▸ **Exercise task A**
Transcribe the article about the broken Bronze Age jar word for word, from "Roee Shafir, a" up to and including "impressive size remains.".

Last month, a family from northern Israel was visiting the museum when their youngest son tipped over the jar, which smashed into pieces.

Alex Geller, the boy’s father, said his son — the youngest of three — is exceptionally curious, and that the moment he heard the crash, “please let that not be my child” was the first thought that raced through his head.

The jar has been on display at the Hecht Museum in Haifa for 35 years. It was one of the only containers of its size and from that period still complete when it was discovered.

The Bronze Age jar is one of many artifacts exhibited out in the open, part of the Hecht Museum’s vision of letting visitors explore history without glass barriers, said Inbal Rivlin, the director of the museum, which is associated with Haifa University in northern Israel.

It was likely used to hold wine or oil, and dates back to between 2200 and 1500 B.C.

Rivlin and the museum decided to turn the moment, which captured international attention, into a teaching moment, inviting the Geller family back for a special visit and hands-on activity to illustrate the restoration process.

Rivlin added that the incident provided a welcome distraction from the ongoing war in Gaza. “Well, he’s just a kid. So I think that somehow it touches the heart of the people in Israel and around the world,“ said Rivlin.

Roee Shafir, a restoration expert at the museum, said the repairs would be fairly simple, as the pieces were from a single, complete jar. Archaeologists often face the more daunting task of sifting through piles of shards from multiple objects and trying to piece them together.

Experts used 3D technology, hi-resolution videos, and special glue to painstakingly reconstruct the large jar.

Less than two weeks after it broke, the jar went back on display at the museum. The gluing process left small hairline cracks, and a few pieces are missing, but the jar’s impressive size remains.

The only noticeable difference in the exhibit was a new sign reading “please don’t touch.”

▸ **Input rows**
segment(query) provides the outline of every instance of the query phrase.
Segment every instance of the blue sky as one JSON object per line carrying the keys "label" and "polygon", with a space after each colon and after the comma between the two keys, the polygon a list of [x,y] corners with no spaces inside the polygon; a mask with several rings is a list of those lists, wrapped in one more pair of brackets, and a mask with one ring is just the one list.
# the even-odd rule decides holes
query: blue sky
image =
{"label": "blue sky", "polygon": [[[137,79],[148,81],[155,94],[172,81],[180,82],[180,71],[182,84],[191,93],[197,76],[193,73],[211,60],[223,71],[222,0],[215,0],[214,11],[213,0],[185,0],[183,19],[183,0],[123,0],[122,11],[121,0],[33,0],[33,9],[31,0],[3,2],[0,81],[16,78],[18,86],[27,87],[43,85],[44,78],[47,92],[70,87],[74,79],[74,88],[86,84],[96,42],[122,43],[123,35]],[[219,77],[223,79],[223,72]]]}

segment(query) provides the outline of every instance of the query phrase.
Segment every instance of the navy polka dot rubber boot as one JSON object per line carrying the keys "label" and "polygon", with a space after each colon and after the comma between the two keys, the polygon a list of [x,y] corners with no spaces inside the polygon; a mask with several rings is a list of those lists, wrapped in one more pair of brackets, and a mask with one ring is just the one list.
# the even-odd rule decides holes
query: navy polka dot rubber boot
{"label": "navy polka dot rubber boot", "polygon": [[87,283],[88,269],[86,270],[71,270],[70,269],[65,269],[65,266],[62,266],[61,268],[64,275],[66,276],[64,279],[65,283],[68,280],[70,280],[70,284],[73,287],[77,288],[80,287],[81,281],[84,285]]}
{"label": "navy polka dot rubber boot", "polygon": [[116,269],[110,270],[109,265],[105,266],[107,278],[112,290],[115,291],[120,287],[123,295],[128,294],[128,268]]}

▸ **Exercise task B**
Rewrite all of the records above, changing "outline" to "boundary" everywhere it occurs and leaving everything else unchanged.

▸ **Correct answer A**
Roee Shafir, a restoration expert at the museum, said the repairs would be fairly simple, as the pieces were from a single, complete jar. Archaeologists often face the more daunting task of sifting through piles of shards from multiple objects and trying to piece them together.

Experts used 3D technology, hi-resolution videos, and special glue to painstakingly reconstruct the large jar.

Less than two weeks after it broke, the jar went back on display at the museum. The gluing process left small hairline cracks, and a few pieces are missing, but the jar’s impressive size remains.

▸ **Correct answer B**
segment(query) provides the boundary of every instance of the query phrase.
Segment every instance of the blue sky as one JSON object per line carrying the keys "label" and "polygon", with a space after each colon and after the comma between the two keys, the polygon a list of [x,y] corners with no spaces inside the polygon; a mask with several rings is a list of those lists, wrapped in one more pair of brackets, and a mask with one ring is just the one list.
# the even-odd rule decides holes
query: blue sky
image =
{"label": "blue sky", "polygon": [[[137,79],[148,81],[155,94],[172,81],[180,82],[180,71],[182,84],[191,93],[197,76],[193,73],[211,60],[223,71],[222,0],[215,0],[214,11],[213,0],[185,0],[183,19],[183,0],[123,0],[122,11],[121,0],[33,0],[33,9],[31,0],[3,2],[0,81],[16,78],[18,86],[27,87],[43,85],[44,78],[47,92],[70,87],[74,79],[74,88],[86,84],[96,42],[122,43],[123,35]],[[219,77],[223,79],[223,72]]]}

segment(query) provides the boundary of every instance of the query phrase.
Segment every instance of the navy polka dot rubber boot as one JSON object per line carrying the keys "label" and "polygon", with a space after each colon and after the comma between the two keys, the polygon a list of [x,y] corners with no spaces inside the polygon; a mask with several rings is a list of those lists, wrapped in one more pair of brackets, and a mask with one ring is just the one list.
# the even-odd rule decides holes
query: navy polka dot rubber boot
{"label": "navy polka dot rubber boot", "polygon": [[87,283],[88,269],[86,270],[71,270],[70,269],[65,269],[65,266],[62,266],[61,268],[64,275],[66,276],[64,279],[65,283],[68,280],[70,280],[70,284],[73,287],[77,288],[80,287],[81,281],[84,285]]}
{"label": "navy polka dot rubber boot", "polygon": [[116,269],[110,270],[109,265],[105,266],[107,278],[112,290],[115,291],[120,287],[123,295],[128,294],[128,268]]}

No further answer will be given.